Region pointing data:
********

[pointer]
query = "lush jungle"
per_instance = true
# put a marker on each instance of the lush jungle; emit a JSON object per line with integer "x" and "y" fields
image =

********

- _Exercise prompt_: Restate the whole set of entries exactly.

- _Solved exercise_:
[pointer]
query = "lush jungle"
per_instance = true
# put a marker on each instance of the lush jungle; emit a JSON object per line with integer "x" and "y" fields
image =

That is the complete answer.